Acórdãos TCAN

Acórdão do Tribunal Central Administrativo Norte
Processo:00031/12.8BELRS
Secção:2ª Secção - Contencioso Tributário
Data do Acordão:05/29/2025
Tribunal:TAF do Porto
Relator:VITOR SALAZAR UNAS
Descritores:OPOSIÇÃO;
TAXAS DE PORTAGEM;
COIMAS; INEXIGIBILIDADE;
Sumário:
I - Tanto a falta de notificação das taxas de portagem como das decisões de aplicação de coima, por implicar com a inexigibilidade da quantia exequenda, constitui fundamento de oposição, nos termos da alínea i), do n.º 1, do art. 204.º, do CPPT.

II – No recurso da matéria de facto tem o recorrente que cumprir rigorosamente com os pressupostos cumulativos previstos no art. 640.º, do CPC, aplicável por força do art. 281.º do CPPT, sob pena de rejeição.*
* Sumário elaborado pelo relator
(art. 663º, n.º 7 do Cód. Proc. Civil)
Votação:Unanimidade
Decisão:Negar provimento ao recurso.
Aditamento:
Parecer Ministério Publico:
1
Decisão Texto Integral:
Acordam, em conferência, os juízes da Subsecção de Execução Fiscal e de Recursos Contraordenacionais, do Contencioso Tributário deste Tribunal Central Administrativo Norte:

I – RELATÓRIO:
o MINISTÉRIO pÚBLICO, vem interpor recurso da sentença do Tribunal Administrativo e Fiscal de Coimbra que julgou procedente a oposição apresentada por «AA», contra a execução fiscal n.º ...59, a correr temos para cobrança de dívidas por taxas de portagem, coimas e custas, no valor de € 2.229,05.
O Recorrente terminou as suas alegações de recurso formulando as seguintes conclusões:
«(…).
1. A oposição foi intentada na sequência de instauração de PEF para cobrança de taxas de portagem, coima e custas, como resulta da certidão constante de folhas 12.
2. O opoente alega possuir dispositivo electrónico para pagamento das portagens, mantendo saldo disponível na conta bancária que permite o pagamento das taxas de portagem resultantes do uso de vias portajadas.
3. Alterou a residência em 2008, que comunicou à concessionária.

= = = = =

TAREFA PROPOSTA 1: Resume em dois períodos o excerto do acórdão apresentado acima.

Registos de dados:

= = = = =

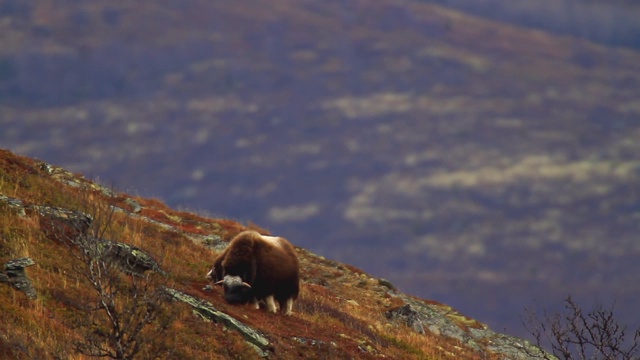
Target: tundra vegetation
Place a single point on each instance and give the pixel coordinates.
(576, 333)
(89, 302)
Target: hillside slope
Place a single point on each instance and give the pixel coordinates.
(480, 164)
(342, 311)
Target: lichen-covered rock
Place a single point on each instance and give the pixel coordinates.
(13, 204)
(131, 259)
(15, 275)
(444, 321)
(208, 311)
(62, 225)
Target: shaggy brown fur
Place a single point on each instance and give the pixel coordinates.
(255, 268)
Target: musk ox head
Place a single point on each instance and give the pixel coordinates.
(236, 291)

= = = = =

TAREFA PROPOSTA 2: Escala as coordenadas de pixel das respostas em todas as entradas. Para isso, reescreve todas as linhas, pedidos incluídos, com cada coordenada multiplicada por 1,3 e arredondada ao inteiro, com as metades arredondadas para cima, e deixa as imagens de fora.

RESPOSTA FINAL 1: O Tribunal Central Administrativo Norte, no processo 00031/12.8BELRS, negou por unanimidade provimento ao recurso interposto pelo Ministério Público contra a sentença que julgou procedente a oposição de «AA» a uma execução fiscal de € 2.229,05 por taxas de portagem, coimas e custas. Segundo o sumário, a falta de notificação das taxas de portagem e das decisões de aplicação de coima constitui fundamento de oposição, e quem recorre da matéria de facto tem de cumprir rigorosamente os pressupostos do art. 640.º do CPC, sob pena de rejeição.

RESPOSTA FINAL 2:
Target: tundra vegetation
Place a single point on each instance and give the pixel coordinates.
(749, 433)
(116, 393)
Target: hillside slope
Place a single point on each instance and give the pixel coordinates.
(624, 213)
(445, 404)
Target: lichen-covered rock
Place a single point on each instance and give the pixel coordinates.
(17, 265)
(170, 337)
(20, 358)
(577, 417)
(270, 404)
(81, 293)
Target: shaggy brown fur
Place a single point on each instance and give the pixel coordinates.
(332, 348)
Target: musk ox head
Place a single point on each instance and give the pixel coordinates.
(307, 378)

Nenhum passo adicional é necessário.